§ Challenge
Carry none of the pictures over; set down the material below exactly.

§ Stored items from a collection

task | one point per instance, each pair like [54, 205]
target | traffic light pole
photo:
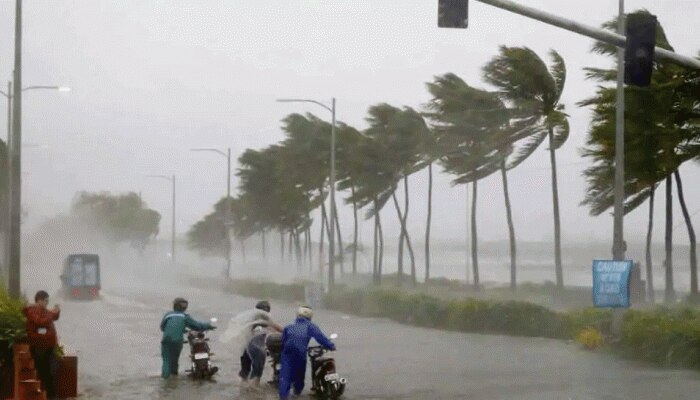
[617, 39]
[619, 185]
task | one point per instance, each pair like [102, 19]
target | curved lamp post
[227, 222]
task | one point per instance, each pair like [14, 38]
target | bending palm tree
[530, 87]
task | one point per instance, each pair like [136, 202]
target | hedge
[665, 336]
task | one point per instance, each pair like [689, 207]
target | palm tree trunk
[281, 247]
[375, 254]
[405, 232]
[381, 249]
[264, 247]
[691, 236]
[650, 228]
[320, 242]
[339, 248]
[475, 256]
[355, 228]
[306, 246]
[557, 224]
[669, 293]
[297, 244]
[511, 228]
[310, 248]
[399, 273]
[290, 253]
[428, 221]
[339, 243]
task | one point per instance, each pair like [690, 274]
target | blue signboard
[611, 283]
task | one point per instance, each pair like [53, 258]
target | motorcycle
[200, 355]
[326, 383]
[273, 343]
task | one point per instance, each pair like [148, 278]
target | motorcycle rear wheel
[331, 390]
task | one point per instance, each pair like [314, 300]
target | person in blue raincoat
[295, 341]
[173, 326]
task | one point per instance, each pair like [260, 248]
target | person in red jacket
[41, 334]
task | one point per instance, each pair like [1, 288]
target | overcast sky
[152, 79]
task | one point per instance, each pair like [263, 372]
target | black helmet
[179, 304]
[263, 305]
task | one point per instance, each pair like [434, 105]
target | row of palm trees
[661, 133]
[471, 133]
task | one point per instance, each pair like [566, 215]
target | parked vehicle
[273, 343]
[81, 276]
[201, 366]
[326, 383]
[325, 380]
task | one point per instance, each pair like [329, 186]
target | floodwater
[117, 339]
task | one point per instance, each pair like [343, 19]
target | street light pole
[172, 239]
[331, 231]
[619, 185]
[15, 163]
[227, 222]
[13, 179]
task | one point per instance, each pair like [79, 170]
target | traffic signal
[453, 13]
[639, 49]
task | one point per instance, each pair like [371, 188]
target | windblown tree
[306, 163]
[533, 90]
[209, 236]
[471, 127]
[274, 194]
[401, 131]
[120, 217]
[661, 132]
[374, 183]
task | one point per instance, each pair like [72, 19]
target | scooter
[325, 381]
[200, 355]
[273, 343]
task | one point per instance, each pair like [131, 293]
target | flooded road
[117, 342]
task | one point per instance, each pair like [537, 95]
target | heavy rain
[444, 199]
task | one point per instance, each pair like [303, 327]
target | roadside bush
[597, 318]
[12, 324]
[668, 337]
[590, 338]
[665, 336]
[293, 292]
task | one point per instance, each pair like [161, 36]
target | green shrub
[597, 318]
[665, 336]
[268, 290]
[668, 337]
[12, 324]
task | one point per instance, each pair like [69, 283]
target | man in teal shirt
[173, 326]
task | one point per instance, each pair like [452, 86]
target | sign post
[611, 288]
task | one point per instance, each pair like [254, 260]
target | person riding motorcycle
[295, 341]
[253, 357]
[173, 327]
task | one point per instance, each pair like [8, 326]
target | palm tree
[401, 131]
[373, 179]
[347, 150]
[525, 82]
[661, 125]
[472, 137]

§ Response
task | one point per instance, each pair like [54, 205]
target | traffic light pole
photo:
[617, 39]
[619, 185]
task | one point per instance, each pair like [102, 19]
target | curved lamp post
[227, 222]
task | one point per instance, each pair like [14, 38]
target | bending palm tree
[530, 87]
task | one point per instance, each pair like [136, 202]
target | hedge
[665, 336]
task | one point per instance, each pair like [689, 207]
target | palm tree trunk
[281, 247]
[375, 254]
[405, 232]
[381, 249]
[264, 247]
[691, 236]
[650, 228]
[320, 242]
[339, 248]
[475, 256]
[355, 228]
[306, 246]
[557, 224]
[669, 293]
[297, 244]
[511, 228]
[310, 248]
[399, 273]
[290, 253]
[428, 221]
[339, 243]
task | one point per instance, each pair like [690, 274]
target | blue signboard
[611, 283]
task | one point per instance, each pair like [53, 258]
target | motorcycle
[200, 355]
[326, 383]
[273, 343]
task | one point per instance, each pair like [148, 278]
target | motorcycle rear wheel
[331, 390]
task | one point per instance, each pair like [314, 300]
target | person in blue raincoat
[295, 341]
[173, 326]
task | one point per instance, each pair like [260, 248]
target | person in red jacket
[41, 334]
task | one point per instance, each pair like [1, 288]
target | overcast sky
[152, 79]
task | one point per instance, each pair like [263, 372]
target | black helmet
[179, 304]
[263, 305]
task | one point per instance, each pair like [434, 105]
target | row of palm trees
[661, 133]
[471, 133]
task | one point per instance, each pair like [566, 215]
target | parked vehicle
[273, 343]
[81, 276]
[201, 366]
[326, 383]
[325, 380]
task | one point per instance, each pair like [329, 186]
target | floodwater
[117, 339]
task | one point per instance, each pair like [343, 19]
target | street light pole
[172, 239]
[331, 231]
[619, 185]
[15, 163]
[227, 222]
[13, 179]
task | one point per instance, each pair like [79, 170]
target | traffic signal
[453, 13]
[639, 49]
task | one point per instance, each pair like [371, 188]
target | windblown tree
[306, 163]
[533, 90]
[209, 236]
[471, 127]
[274, 194]
[401, 131]
[120, 217]
[661, 132]
[374, 183]
task | one point per instance, each pair like [72, 19]
target | scooter
[325, 381]
[200, 355]
[273, 343]
task | one point per instance, each pair like [131, 293]
target | flooded road
[117, 342]
task | one point per instance, each pair like [537, 95]
target | heavy rain
[444, 199]
task | one point per instance, each pair like [303, 327]
target | roadside bush
[597, 318]
[12, 324]
[668, 337]
[590, 338]
[665, 336]
[293, 292]
task | one point per instance, each pair like [161, 36]
target | green shrub
[597, 318]
[665, 336]
[268, 290]
[668, 337]
[12, 324]
task | one point per instance, each pair like [69, 283]
target | man in teal shirt
[173, 326]
task | one point per instance, each pair like [452, 86]
target | sign post
[611, 288]
task | one point per instance, each pair like [254, 260]
target | person riding motorcycle
[295, 341]
[253, 357]
[173, 327]
task | one point per instance, each pair like [8, 326]
target | palm tree
[401, 131]
[373, 179]
[347, 150]
[525, 82]
[661, 125]
[472, 137]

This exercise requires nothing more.